--- Given problem 1 ---
Rewrite the passage on Girls at Dhabas from "The photo and" to "beloved doodh patti.", changing "social circle" to "circle of friends".

--- Given passage ---

————————

Storm in a teacup

Girls at dhabas kickstart debate about women in public spaces

Ferya Ilyas September 13, 2015
‘Girls at Dhabas’ was set up by Sadia Khatri, Natasha Ansari, Rabeea Arif and Najia Khan. PHOTO COURTESY: GIRLS AT DHABAS

Sadia Khatri did not think her casual hashtag #girlsatdhaba, added to a photo posted on Facebook from her trip to a local tea shop would mean anything. For the love of tea, she and her friends frequent dhabas, roadside tea stalls that are mostly dominated by men but never closed to women.

The photo and the accompanying hashtag sparked a conversation within her social circle about how women at dhabas are seen as an anomaly. Soon, Khatri and her friends were receiving invites for doodh patti from others eager to visit dhabas. As interest in the photo grew, a friend suggested that the photo be made public online so other girls could share their photos from dhaba outings. Thus, the site ‘Girls at Dhabas’ was created and two months later, the girls have a presence on Tumblr, Facebook, Twitter and Instagram and over 3,000 followers. That’s a lot of people curious to see photos of girls and their beloved doodh patti.

‘Girls at Dhabas’ has been receiving submissions and selfies from girls in various South Asian countries, particularly India, as they enjoy a cup of tea in their local dhaba. PHOTO COURTESY GIRLS AT DHABAS

When I meet four of the ‘Girls at Dhabas’ — Khatri, Natasha Ansari, Rabeea Arif and Najia Khan — to exchange thoughts about gender, public spaces and chai, they tell me they’re still surprised by the reaction to the hashtag. “Dhabas are a part of our lives,” says Arif, a visual arts teacher and graphic designer. “We have always been going there and also noticing how few women go there to drink tea.”

————————

--- Supplied records ---
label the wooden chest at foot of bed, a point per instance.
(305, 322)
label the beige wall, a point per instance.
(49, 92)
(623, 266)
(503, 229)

————————

--- Given problem 2 ---
Recast the labeling records above as a JSON list of strings, one string per line, leaving out blank lines.

--- Finished answer 1 ---
The photo and the accompanying hashtag sparked a conversation within her circle of friends about how women at dhabas are seen as an anomaly. Soon, Khatri and her friends were receiving invites for doodh patti from others eager to visit dhabas. As interest in the photo grew, a friend suggested that the photo be made public online so other girls could share their photos from dhaba outings. Thus, the site ‘Girls at Dhabas’ was created and two months later, the girls have a presence on Tumblr, Facebook, Twitter and Instagram and over 3,000 followers. That’s a lot of people curious to see photos of girls and their beloved doodh patti.

--- Finished answer 2 ---
[
  "label the wooden chest at foot of bed, a point per instance.",
  "(305, 322)",
  "label the beige wall, a point per instance.",
  "(49, 92)",
  "(623, 266)",
  "(503, 229)"
]